* ACTION ITEM
In full and without deviation, write out the entries that follow.

* DATASET EXTRACT
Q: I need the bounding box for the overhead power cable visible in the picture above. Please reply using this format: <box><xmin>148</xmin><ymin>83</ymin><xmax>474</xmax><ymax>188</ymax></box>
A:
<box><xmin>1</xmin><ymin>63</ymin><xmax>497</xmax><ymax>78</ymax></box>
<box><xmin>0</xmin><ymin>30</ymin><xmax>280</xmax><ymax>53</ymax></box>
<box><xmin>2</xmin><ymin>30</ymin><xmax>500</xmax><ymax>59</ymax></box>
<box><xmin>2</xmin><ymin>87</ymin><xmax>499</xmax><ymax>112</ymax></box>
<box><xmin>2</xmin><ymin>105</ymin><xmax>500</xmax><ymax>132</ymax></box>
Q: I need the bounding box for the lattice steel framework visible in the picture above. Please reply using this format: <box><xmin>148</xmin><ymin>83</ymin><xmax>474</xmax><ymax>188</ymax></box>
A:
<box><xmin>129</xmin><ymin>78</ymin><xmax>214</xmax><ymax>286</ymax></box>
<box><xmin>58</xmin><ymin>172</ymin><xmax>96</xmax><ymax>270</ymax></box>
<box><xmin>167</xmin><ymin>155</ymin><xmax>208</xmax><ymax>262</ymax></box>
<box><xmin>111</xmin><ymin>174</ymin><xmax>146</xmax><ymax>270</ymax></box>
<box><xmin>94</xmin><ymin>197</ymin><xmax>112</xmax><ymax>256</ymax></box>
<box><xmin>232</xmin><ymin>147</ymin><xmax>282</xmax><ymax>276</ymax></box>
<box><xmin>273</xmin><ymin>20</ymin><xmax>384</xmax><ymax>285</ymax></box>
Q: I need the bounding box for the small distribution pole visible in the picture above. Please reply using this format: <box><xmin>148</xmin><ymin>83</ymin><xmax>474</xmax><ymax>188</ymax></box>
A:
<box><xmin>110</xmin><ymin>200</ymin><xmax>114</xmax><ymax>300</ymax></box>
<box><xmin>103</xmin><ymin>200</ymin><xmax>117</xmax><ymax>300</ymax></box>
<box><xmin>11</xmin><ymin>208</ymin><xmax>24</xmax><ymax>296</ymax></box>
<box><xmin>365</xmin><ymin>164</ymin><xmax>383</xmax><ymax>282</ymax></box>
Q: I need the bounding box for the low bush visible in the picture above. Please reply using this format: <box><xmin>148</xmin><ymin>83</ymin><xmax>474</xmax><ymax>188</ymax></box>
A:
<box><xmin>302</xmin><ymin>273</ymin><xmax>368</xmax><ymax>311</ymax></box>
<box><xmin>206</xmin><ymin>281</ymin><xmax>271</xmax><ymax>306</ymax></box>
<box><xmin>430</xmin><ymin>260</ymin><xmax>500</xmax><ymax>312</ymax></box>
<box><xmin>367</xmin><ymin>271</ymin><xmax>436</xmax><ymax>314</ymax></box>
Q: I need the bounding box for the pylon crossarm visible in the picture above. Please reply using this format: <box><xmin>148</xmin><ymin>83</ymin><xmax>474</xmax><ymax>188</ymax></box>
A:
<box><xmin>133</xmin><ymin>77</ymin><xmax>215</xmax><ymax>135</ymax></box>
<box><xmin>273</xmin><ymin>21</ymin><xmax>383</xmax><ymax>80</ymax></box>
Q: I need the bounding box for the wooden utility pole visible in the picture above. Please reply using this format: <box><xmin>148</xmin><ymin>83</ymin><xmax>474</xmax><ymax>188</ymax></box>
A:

* RESULT
Q: I need the bounding box for the overhead power cable visible in the picture above. Please reply using this format: <box><xmin>148</xmin><ymin>83</ymin><xmax>474</xmax><ymax>188</ymax></box>
A:
<box><xmin>1</xmin><ymin>63</ymin><xmax>497</xmax><ymax>78</ymax></box>
<box><xmin>0</xmin><ymin>30</ymin><xmax>280</xmax><ymax>53</ymax></box>
<box><xmin>2</xmin><ymin>30</ymin><xmax>500</xmax><ymax>59</ymax></box>
<box><xmin>2</xmin><ymin>87</ymin><xmax>499</xmax><ymax>112</ymax></box>
<box><xmin>2</xmin><ymin>105</ymin><xmax>500</xmax><ymax>132</ymax></box>
Q: I need the bounding box for the lattice steel framework visible in the picture above. Please reply using this format: <box><xmin>148</xmin><ymin>83</ymin><xmax>474</xmax><ymax>188</ymax></box>
A:
<box><xmin>129</xmin><ymin>78</ymin><xmax>214</xmax><ymax>286</ymax></box>
<box><xmin>58</xmin><ymin>172</ymin><xmax>96</xmax><ymax>270</ymax></box>
<box><xmin>167</xmin><ymin>155</ymin><xmax>208</xmax><ymax>262</ymax></box>
<box><xmin>111</xmin><ymin>174</ymin><xmax>146</xmax><ymax>270</ymax></box>
<box><xmin>94</xmin><ymin>197</ymin><xmax>112</xmax><ymax>256</ymax></box>
<box><xmin>232</xmin><ymin>147</ymin><xmax>282</xmax><ymax>276</ymax></box>
<box><xmin>273</xmin><ymin>20</ymin><xmax>384</xmax><ymax>285</ymax></box>
Q: I need the bounding box for the small distribution pole visible in the picture above. Please reply using this format: <box><xmin>148</xmin><ymin>83</ymin><xmax>474</xmax><ymax>188</ymax></box>
A:
<box><xmin>110</xmin><ymin>200</ymin><xmax>114</xmax><ymax>300</ymax></box>
<box><xmin>103</xmin><ymin>200</ymin><xmax>117</xmax><ymax>300</ymax></box>
<box><xmin>11</xmin><ymin>208</ymin><xmax>24</xmax><ymax>296</ymax></box>
<box><xmin>365</xmin><ymin>164</ymin><xmax>383</xmax><ymax>282</ymax></box>
Q: I need the bounding box for the low bush visible in the picture above. Please reply using this format: <box><xmin>148</xmin><ymin>83</ymin><xmax>474</xmax><ymax>188</ymax></box>
A:
<box><xmin>302</xmin><ymin>273</ymin><xmax>368</xmax><ymax>311</ymax></box>
<box><xmin>206</xmin><ymin>281</ymin><xmax>271</xmax><ymax>306</ymax></box>
<box><xmin>430</xmin><ymin>260</ymin><xmax>500</xmax><ymax>312</ymax></box>
<box><xmin>367</xmin><ymin>271</ymin><xmax>436</xmax><ymax>314</ymax></box>
Q: I need the bounding box for the pylon crossarm visible in the picture above. Please reply using this format: <box><xmin>148</xmin><ymin>83</ymin><xmax>474</xmax><ymax>188</ymax></box>
A:
<box><xmin>133</xmin><ymin>77</ymin><xmax>215</xmax><ymax>135</ymax></box>
<box><xmin>273</xmin><ymin>21</ymin><xmax>383</xmax><ymax>80</ymax></box>
Q: I need the bounding box for the wooden utility pole visible in the picture above. Please reply using this format: <box><xmin>148</xmin><ymin>83</ymin><xmax>474</xmax><ymax>188</ymax></box>
A:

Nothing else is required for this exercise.